Reproduce the data below verbatim from the line containing "Where can the scooter seat" through its final line, and produce nothing more.

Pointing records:
###
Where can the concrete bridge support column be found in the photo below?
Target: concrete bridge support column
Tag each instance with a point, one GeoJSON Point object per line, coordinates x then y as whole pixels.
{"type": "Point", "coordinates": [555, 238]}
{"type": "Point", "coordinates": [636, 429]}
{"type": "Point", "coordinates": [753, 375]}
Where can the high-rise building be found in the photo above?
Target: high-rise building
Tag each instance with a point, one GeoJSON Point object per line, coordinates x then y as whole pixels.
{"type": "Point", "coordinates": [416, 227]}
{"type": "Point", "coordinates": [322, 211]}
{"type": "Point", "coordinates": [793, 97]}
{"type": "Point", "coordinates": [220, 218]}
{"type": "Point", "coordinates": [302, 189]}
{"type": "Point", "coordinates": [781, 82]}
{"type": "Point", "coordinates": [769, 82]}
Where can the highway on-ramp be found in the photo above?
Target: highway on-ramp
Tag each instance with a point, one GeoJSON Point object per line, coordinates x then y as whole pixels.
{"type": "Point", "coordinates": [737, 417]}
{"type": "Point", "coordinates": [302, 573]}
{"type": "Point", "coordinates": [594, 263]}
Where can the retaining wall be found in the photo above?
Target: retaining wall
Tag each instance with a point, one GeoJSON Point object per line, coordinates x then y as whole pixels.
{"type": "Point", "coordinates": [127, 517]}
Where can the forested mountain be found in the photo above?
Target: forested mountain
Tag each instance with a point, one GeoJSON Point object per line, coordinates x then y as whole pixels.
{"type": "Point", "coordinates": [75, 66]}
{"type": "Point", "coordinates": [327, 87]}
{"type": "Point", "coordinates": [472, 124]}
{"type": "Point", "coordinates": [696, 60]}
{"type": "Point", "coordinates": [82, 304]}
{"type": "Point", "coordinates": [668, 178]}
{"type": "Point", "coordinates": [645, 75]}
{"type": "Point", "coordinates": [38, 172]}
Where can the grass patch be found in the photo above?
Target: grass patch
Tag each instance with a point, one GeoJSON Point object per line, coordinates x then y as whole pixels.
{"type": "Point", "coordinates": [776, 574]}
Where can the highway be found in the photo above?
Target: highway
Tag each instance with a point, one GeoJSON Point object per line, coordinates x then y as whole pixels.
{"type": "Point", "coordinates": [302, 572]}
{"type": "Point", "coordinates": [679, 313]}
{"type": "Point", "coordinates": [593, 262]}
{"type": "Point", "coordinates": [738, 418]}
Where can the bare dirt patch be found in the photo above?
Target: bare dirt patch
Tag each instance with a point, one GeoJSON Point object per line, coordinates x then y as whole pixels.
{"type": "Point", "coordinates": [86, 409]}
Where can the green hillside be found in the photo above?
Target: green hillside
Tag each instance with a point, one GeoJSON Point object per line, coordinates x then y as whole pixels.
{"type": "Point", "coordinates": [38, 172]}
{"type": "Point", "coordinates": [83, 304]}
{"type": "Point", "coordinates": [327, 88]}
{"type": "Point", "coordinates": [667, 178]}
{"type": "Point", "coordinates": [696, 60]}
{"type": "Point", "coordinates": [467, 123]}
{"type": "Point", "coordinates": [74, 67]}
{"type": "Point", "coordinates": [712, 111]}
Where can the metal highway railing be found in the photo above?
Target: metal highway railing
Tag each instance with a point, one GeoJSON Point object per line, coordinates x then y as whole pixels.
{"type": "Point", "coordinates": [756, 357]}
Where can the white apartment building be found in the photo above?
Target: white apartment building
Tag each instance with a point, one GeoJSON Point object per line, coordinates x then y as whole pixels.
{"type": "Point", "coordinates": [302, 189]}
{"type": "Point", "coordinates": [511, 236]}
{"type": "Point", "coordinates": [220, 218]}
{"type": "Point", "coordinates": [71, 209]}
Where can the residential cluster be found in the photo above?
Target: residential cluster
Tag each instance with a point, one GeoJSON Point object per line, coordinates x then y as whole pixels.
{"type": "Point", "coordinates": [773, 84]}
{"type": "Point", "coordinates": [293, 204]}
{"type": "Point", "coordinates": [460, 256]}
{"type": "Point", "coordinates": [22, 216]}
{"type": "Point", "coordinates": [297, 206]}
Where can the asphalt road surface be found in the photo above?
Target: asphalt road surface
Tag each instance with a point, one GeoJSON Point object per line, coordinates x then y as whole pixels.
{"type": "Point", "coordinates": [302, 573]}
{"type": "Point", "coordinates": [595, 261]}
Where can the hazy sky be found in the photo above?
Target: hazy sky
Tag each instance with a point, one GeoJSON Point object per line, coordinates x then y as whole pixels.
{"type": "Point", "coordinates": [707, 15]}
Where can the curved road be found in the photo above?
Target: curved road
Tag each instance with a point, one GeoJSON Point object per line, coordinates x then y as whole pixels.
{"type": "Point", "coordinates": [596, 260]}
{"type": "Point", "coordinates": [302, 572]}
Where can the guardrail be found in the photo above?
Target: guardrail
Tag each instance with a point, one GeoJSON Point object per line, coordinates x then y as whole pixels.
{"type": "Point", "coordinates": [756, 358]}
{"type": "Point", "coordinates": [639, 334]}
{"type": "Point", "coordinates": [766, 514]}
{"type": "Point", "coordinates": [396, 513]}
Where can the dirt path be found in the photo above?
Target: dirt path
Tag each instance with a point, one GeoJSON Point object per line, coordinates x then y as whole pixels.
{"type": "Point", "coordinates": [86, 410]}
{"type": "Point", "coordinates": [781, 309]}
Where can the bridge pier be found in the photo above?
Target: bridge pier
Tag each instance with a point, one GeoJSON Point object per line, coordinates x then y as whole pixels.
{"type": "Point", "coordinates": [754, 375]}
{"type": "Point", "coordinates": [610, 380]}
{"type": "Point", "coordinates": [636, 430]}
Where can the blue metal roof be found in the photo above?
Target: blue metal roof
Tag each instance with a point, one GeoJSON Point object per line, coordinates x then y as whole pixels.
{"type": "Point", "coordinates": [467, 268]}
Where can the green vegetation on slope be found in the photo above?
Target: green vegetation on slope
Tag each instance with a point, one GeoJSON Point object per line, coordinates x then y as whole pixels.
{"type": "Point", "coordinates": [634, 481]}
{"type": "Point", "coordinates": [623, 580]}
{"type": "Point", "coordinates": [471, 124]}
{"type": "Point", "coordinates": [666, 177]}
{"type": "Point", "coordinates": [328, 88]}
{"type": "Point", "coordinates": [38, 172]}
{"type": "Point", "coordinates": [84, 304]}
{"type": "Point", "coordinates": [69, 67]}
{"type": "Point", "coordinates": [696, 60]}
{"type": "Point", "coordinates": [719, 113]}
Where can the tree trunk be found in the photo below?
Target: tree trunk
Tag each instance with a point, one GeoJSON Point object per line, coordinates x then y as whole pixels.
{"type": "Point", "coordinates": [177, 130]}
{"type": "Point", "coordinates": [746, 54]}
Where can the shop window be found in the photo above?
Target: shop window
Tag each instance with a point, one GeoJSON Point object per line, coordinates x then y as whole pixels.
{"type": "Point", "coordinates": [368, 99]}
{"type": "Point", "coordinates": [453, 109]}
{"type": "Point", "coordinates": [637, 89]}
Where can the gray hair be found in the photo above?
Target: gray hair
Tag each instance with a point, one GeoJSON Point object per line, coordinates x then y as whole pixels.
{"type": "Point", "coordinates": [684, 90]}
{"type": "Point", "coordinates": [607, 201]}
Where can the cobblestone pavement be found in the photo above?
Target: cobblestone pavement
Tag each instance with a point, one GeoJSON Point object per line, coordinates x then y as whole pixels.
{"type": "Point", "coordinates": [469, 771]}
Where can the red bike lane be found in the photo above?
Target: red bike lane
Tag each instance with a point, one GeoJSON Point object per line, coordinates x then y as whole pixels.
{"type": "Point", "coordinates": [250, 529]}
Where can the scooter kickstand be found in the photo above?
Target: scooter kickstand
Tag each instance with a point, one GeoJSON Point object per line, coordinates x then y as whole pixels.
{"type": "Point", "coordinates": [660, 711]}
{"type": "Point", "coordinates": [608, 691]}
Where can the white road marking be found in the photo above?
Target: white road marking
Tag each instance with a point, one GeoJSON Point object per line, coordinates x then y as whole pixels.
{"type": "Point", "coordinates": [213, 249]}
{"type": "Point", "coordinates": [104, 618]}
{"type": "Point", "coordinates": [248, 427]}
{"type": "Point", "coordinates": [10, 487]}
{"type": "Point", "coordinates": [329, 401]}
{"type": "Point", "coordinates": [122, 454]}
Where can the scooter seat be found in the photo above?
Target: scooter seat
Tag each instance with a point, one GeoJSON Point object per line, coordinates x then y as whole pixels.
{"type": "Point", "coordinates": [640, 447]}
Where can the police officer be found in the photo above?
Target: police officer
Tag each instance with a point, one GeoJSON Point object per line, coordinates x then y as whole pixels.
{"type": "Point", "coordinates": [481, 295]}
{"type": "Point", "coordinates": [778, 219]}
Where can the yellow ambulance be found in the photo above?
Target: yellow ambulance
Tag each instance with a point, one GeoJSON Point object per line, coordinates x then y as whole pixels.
###
In response:
Where can the scooter seat be found in the photo above?
Target: scooter seat
Tag each instance with a point, one GeoJSON Point object per line, coordinates x then y as whole pixels.
{"type": "Point", "coordinates": [640, 447]}
Where can the police officer be found in the photo above?
Target: police officer
Tag each instance with a point, one GeoJSON Point object per line, coordinates x then y as whole pixels.
{"type": "Point", "coordinates": [481, 295]}
{"type": "Point", "coordinates": [778, 219]}
Where can the yellow ambulance be found in the photo above?
Target: yellow ambulance
Tag each instance with a point, one GeoJSON Point object per line, coordinates x then y as whole pixels.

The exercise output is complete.